Task objective: Output every line of the entries from the line containing "[point] roof gable" through the last, exactly, with no other content.

Exercise data:
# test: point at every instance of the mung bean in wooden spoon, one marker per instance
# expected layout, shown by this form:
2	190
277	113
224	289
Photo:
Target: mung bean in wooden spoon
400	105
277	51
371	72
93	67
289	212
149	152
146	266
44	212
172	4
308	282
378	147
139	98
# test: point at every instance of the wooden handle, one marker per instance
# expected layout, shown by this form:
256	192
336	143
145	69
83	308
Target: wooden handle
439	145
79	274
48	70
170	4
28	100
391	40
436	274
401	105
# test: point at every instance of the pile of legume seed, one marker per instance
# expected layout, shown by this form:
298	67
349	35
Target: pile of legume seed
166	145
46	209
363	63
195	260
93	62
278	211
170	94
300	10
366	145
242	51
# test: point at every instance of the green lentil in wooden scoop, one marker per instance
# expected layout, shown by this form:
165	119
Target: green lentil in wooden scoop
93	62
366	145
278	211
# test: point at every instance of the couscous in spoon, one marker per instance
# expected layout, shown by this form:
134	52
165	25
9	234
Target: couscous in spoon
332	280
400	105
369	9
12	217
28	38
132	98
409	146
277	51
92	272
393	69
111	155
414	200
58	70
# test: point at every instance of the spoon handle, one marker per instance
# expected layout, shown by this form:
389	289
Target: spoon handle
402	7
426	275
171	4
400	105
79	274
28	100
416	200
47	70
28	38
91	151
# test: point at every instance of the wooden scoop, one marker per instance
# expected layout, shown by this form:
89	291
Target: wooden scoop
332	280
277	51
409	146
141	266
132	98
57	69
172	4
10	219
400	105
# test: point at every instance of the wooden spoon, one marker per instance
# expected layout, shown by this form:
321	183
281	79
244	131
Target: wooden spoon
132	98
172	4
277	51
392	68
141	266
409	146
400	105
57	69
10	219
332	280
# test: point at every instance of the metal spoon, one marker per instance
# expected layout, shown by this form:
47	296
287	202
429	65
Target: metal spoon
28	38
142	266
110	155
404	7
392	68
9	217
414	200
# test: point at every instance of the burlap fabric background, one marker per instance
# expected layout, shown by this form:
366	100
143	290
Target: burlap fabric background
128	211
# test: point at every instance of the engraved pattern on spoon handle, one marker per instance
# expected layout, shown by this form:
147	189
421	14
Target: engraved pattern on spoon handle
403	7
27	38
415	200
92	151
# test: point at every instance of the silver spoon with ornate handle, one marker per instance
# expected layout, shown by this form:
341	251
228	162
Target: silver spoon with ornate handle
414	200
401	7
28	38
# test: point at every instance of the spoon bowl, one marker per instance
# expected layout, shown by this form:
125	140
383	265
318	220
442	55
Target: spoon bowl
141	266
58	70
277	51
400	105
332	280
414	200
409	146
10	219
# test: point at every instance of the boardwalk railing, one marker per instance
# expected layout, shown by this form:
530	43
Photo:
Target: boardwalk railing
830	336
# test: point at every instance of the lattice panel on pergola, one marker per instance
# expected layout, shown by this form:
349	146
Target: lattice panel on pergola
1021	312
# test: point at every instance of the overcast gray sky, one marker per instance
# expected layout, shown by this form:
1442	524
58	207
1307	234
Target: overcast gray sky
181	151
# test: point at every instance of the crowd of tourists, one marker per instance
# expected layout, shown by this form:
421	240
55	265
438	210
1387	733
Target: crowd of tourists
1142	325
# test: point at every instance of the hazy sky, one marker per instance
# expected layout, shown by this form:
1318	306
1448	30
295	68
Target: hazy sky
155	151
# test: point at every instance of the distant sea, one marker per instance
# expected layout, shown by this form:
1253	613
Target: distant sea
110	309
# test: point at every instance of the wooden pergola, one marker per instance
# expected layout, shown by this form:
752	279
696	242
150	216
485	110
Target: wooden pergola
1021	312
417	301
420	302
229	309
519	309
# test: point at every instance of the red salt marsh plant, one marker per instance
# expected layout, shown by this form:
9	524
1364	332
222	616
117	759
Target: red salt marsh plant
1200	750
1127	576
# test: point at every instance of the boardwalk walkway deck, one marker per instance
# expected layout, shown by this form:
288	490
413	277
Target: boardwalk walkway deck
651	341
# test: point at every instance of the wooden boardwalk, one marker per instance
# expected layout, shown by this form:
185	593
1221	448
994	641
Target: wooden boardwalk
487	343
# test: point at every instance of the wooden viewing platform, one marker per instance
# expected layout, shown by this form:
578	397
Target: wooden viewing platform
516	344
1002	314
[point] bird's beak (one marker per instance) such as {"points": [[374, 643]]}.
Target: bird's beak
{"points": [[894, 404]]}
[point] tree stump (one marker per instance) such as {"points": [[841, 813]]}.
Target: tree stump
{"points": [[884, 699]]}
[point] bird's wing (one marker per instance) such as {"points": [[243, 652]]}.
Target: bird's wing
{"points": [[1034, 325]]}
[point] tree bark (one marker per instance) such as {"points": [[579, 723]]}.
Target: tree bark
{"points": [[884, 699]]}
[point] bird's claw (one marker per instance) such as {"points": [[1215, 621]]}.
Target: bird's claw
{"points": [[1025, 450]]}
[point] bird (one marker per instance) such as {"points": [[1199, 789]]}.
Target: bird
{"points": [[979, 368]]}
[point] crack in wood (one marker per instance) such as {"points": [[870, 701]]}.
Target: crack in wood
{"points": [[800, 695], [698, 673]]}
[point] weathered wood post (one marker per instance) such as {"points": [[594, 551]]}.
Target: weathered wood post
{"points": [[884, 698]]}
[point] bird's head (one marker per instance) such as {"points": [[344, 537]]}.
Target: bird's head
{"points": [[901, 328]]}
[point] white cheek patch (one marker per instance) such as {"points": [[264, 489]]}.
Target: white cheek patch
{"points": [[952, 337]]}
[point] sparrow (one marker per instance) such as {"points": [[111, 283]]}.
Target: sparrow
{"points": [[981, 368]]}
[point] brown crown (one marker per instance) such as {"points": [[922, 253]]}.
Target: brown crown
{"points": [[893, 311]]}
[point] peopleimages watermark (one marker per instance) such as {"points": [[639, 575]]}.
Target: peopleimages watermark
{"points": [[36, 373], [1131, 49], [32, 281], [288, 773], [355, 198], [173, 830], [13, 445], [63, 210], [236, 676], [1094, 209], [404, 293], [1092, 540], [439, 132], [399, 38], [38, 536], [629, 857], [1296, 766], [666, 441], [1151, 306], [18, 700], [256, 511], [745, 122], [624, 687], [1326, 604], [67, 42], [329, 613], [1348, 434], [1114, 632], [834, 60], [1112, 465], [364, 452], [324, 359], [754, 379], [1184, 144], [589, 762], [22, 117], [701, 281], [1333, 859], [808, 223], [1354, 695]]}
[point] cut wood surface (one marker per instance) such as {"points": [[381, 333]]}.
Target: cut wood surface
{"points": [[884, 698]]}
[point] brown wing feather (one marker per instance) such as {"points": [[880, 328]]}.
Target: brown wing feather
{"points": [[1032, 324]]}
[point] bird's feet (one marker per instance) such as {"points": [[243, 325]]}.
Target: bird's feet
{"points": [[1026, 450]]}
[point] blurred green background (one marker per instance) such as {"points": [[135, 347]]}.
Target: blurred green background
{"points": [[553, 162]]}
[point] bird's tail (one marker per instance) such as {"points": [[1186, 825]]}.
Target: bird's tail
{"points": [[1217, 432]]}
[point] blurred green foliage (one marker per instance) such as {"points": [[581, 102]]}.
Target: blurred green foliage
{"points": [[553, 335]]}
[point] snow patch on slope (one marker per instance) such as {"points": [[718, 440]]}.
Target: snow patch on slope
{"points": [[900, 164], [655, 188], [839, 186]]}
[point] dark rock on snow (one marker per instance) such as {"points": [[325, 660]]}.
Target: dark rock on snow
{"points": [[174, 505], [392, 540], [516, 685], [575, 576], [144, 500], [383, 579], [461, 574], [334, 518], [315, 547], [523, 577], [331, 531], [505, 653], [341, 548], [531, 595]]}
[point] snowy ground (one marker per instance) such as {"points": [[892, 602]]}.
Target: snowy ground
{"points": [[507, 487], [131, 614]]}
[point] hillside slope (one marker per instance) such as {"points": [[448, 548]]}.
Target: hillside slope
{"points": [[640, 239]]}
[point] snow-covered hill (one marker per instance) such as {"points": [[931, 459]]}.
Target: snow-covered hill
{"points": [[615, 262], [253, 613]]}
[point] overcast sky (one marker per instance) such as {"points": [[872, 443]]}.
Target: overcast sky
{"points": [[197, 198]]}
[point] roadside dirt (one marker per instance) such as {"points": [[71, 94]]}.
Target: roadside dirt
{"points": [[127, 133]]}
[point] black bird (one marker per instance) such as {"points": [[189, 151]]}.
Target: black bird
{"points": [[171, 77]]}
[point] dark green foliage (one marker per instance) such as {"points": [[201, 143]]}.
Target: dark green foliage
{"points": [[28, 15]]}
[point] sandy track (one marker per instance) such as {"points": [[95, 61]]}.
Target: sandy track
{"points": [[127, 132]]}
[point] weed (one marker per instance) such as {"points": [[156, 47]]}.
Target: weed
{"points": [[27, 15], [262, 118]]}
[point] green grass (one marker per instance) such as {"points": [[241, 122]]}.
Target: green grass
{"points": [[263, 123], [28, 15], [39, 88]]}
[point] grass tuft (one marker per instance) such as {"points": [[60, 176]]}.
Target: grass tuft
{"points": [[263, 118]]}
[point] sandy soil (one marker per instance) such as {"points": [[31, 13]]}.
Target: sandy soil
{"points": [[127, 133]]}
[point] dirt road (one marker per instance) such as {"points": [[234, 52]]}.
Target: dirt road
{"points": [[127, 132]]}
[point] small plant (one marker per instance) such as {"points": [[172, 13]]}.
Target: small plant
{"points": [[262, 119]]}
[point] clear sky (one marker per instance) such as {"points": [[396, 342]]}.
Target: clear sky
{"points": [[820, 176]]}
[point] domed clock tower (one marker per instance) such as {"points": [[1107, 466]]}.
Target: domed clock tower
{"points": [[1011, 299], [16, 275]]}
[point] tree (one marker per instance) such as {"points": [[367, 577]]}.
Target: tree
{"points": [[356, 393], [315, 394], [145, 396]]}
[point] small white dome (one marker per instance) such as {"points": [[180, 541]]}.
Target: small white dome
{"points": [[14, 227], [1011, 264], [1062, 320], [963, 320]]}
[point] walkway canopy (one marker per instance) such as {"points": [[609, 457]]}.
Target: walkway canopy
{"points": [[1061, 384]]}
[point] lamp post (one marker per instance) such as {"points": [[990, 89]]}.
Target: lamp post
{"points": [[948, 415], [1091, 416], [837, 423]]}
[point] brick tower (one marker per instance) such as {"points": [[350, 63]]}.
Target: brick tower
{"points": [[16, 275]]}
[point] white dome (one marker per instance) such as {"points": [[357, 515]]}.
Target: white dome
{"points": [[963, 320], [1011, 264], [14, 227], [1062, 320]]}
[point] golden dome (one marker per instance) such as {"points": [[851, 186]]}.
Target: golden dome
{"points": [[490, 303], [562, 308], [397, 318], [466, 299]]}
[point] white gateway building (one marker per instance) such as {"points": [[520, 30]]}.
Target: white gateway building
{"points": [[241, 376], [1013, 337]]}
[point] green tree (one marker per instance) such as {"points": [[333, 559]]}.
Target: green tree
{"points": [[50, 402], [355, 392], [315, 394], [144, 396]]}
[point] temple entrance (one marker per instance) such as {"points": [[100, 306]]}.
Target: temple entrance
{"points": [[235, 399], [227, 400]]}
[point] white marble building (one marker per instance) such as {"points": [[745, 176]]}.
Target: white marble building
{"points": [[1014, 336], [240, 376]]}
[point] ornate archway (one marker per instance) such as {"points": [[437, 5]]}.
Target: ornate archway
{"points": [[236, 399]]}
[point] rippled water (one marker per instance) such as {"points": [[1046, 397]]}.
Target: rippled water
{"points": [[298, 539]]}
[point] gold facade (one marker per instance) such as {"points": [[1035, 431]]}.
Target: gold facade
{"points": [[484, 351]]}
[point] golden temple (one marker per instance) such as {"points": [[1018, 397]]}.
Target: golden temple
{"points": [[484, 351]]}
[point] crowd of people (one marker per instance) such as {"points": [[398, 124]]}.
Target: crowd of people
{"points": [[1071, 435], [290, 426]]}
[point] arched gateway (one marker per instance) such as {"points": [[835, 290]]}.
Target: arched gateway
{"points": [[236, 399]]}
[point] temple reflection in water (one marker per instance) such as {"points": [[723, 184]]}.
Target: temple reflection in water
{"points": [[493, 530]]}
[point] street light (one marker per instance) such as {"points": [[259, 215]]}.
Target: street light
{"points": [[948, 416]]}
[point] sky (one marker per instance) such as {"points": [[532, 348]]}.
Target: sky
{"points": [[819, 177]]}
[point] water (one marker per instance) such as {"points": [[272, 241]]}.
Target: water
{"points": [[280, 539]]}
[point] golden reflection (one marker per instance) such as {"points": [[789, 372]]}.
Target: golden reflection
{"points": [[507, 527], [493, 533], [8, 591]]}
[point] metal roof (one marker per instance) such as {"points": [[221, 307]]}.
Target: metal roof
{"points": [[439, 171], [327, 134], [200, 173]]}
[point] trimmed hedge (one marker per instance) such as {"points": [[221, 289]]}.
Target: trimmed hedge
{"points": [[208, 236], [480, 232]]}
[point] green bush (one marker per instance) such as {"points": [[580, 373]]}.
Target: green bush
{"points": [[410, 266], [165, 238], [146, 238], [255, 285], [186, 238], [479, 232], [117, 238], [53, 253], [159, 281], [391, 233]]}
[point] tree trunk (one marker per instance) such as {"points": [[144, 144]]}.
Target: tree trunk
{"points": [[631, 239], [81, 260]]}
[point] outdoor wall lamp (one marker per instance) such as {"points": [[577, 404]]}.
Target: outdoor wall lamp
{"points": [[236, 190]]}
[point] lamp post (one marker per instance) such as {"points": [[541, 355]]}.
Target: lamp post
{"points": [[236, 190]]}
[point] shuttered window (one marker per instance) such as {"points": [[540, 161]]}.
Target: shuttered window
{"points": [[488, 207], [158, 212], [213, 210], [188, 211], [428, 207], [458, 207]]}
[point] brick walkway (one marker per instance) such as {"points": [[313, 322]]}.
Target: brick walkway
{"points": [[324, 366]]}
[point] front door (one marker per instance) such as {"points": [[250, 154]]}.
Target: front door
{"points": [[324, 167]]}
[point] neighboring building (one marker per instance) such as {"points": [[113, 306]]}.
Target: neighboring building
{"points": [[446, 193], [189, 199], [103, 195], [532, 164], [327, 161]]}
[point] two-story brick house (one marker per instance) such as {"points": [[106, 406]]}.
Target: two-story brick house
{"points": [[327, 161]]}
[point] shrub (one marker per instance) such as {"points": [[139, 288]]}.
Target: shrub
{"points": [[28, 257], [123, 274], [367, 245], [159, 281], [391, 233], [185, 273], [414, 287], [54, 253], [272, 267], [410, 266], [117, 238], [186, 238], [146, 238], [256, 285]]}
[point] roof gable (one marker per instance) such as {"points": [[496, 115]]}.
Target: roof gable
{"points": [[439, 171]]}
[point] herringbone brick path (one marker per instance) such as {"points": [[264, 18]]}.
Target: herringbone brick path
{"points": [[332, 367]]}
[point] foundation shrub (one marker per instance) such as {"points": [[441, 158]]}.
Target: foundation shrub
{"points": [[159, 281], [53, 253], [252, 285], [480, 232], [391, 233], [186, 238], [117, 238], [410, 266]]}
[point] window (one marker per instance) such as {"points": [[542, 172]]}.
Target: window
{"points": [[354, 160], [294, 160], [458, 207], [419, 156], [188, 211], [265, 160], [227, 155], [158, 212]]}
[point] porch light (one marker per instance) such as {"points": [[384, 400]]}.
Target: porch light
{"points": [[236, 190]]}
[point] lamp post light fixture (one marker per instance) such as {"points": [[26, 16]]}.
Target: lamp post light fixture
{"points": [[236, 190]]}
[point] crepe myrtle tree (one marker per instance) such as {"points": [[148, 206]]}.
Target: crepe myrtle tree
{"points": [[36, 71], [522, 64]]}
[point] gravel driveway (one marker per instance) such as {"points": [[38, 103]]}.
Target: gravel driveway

Correct result:
[point] roof gable (one marker per instance) such as {"points": [[496, 115]]}.
Target: roof gable
{"points": [[439, 171]]}
[point] herringbone brick path (one marker per instance) such as {"points": [[264, 18]]}.
Target: herringbone brick path
{"points": [[332, 367]]}
[point] foundation shrub (one marker per instance) such as {"points": [[441, 158]]}.
Target: foundation shrub
{"points": [[159, 281], [53, 253], [252, 285], [480, 232], [391, 233], [186, 238], [117, 238], [410, 266]]}
[point] window (one marker per instance) such as {"points": [[542, 172]]}.
Target: window
{"points": [[354, 160], [294, 160], [458, 207], [419, 156], [188, 211], [265, 160], [227, 155], [158, 212]]}
[point] porch light (one marker per instance) such as {"points": [[384, 400]]}.
Target: porch light
{"points": [[236, 190]]}
[point] lamp post light fixture (one marker per instance) such as {"points": [[26, 16]]}.
Target: lamp post light fixture
{"points": [[236, 190]]}
[point] crepe myrtle tree (one marker per instance) such as {"points": [[148, 206]]}.
Target: crepe myrtle tree
{"points": [[36, 71], [522, 64]]}
[point] gravel driveway (one marker per instance) such as {"points": [[38, 103]]}.
Target: gravel driveway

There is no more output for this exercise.